Top of Document section

2. Delivery personnels
With the rise of e-commerce, most people believe that delivery companies and personnel are making a killing. The parcel delivery industry is growing at an incredible rate, as more and more stores are going digital to engage their customers and conduct business online. This industry seems to be doing great, so why is becoming a delivery personnel a bad idea?
Even though parcel delivery is an in-demand job now, this is very likely to change soon. Drones are becoming more advanced, and companies like Amazon have launched delivery drones that deliver parcels directly to customers’ doorsteps, skipping out on deliver people altogether. Although this technology is still at an early stage, big companies are pouring money for research into this area as using delivery drones cuts operation costs for the companies.
With a future the color of sunset, delivery personnel jobs should not be treated as suitable for a lifelong career.
1. Taxi / Cab drivers
Cabs are indispensable for people on the move. After a night out with friends, a tiring day at work, or the need to rush off to the airport, a cab is usually the fastest and most comfortable way to get there.
Private hire drivers, however, changed that. Companies like Uber and Lyft propelled millions of people into the driving trade, dividing up the pie of the taxi drivers. These companies made it easy for people to get drivers on demand, reducing the need to hail a cab off the streets.
While experienced cab drivers know all the secret shortcuts of a city (Google maps can sometimes lead drivers astray!), the need for such experience is diminished as many people want to track their journey through their smartphone to ensure that their driver is going in the correct way, and to ensure their own safety.
Tourists arriving to a new city do not do cab drivers much favor either: they can easily get an on-demand chauffeur just by tapping on their phones, since the location detection service of these on-demand apps get the nearest drivers based on users’ location. This makes getting customers harder and harder for these hard-working people who drive for a living.
This does not make being a private hire driver a good idea either. Autonomous driving vehicles are also the touted as the next big thing, with many companies trying to create self-driving cars of the future. Big corporations like Google and Uber are looking into this new technology, and this will further eliminate the need for human drivers.

Bottom of Document section
Top of Given data

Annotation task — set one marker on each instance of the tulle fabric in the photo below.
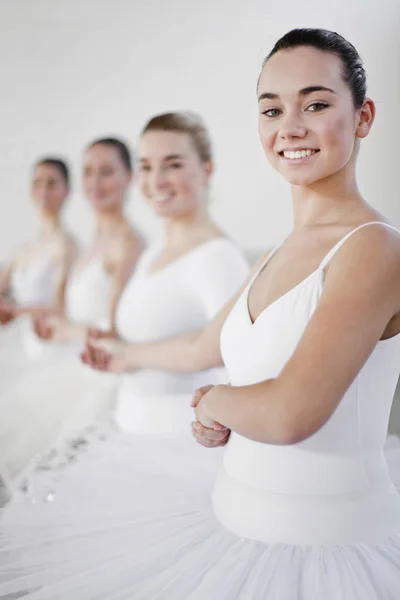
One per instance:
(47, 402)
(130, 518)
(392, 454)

Bottom of Given data
Top of Given data

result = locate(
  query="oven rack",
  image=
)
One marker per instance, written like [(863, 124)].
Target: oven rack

Bottom of Given data

### Exercise requirements
**a.** List every company named in the article on delivery and taxi jobs.
**b.** Write the next part of the article on delivery and taxi jobs, picking up after its final sentence.

### Results by task
**a.** Amazon, Uber, Lyft, Google

**b.**
Unless really desperate, one should not treat driving a cab or being a private driver hire as a career path.
Bonus: Radiologists technician and Radiologists
For ladies who took an X-ray scan before, this familiar question is asked before the scan starts by a professional in a lab coat: Are you pregnant?
These lab coats are radiologist technicians, and they used to be good solid careers. Despite having to work odd hours and weekends, they are well paid to take clear and precise images from X-rays, CT and MRI scans of people who need to have the insides of their bodies examined. They also operate scanning machinery, assists patients when needed, and generally just help out the resident radiologist.
However, as technology advances, less and less such scans are needed, since radiologists are now able to determine a patient’s illness without scans using new imaging software. An image which had to be painstakingly taken and examined could be now classified easily by an AI, effectively replacing many of the duties of both radiologist and their technicians.
While the current stage of AI technology cannot replace radiologists entirely, software might be able to replace human radiologists entirely as time goes on. There are ongoing research into new technology that creates 3D pictures of patients’ bones without X-rays. When combined with AI technology that identify patients’ problems with images, they can almost take over the job of these x-ray specialists. This reduces the risk of cancer rays from X-ray scans, and unfortunately, also reduces the demand for radiologists.